start THE RECORDS
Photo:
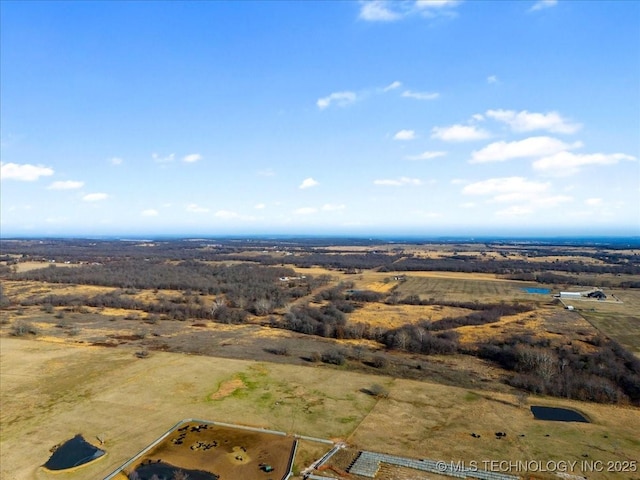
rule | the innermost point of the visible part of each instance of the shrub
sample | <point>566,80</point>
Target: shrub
<point>380,361</point>
<point>378,391</point>
<point>23,328</point>
<point>333,356</point>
end THE RECORDS
» WHAT IS EXPECTED:
Rewrite the entries above with every "shrub" changed to "bush" and everything else left as it is. Leave the pictures out.

» RESULT OF THIS TASK:
Photo:
rule | the innermost point of the visible part of each instance of the bush
sample | <point>566,80</point>
Target: bush
<point>380,361</point>
<point>378,391</point>
<point>23,328</point>
<point>333,356</point>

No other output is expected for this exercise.